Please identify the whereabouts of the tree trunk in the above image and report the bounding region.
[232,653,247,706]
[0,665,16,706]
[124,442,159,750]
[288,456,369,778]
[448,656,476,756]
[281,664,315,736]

What you should do >> Count the rows above that contain the string "region", matching case exactly, and reply with only the number.

Response to this exercise >> 1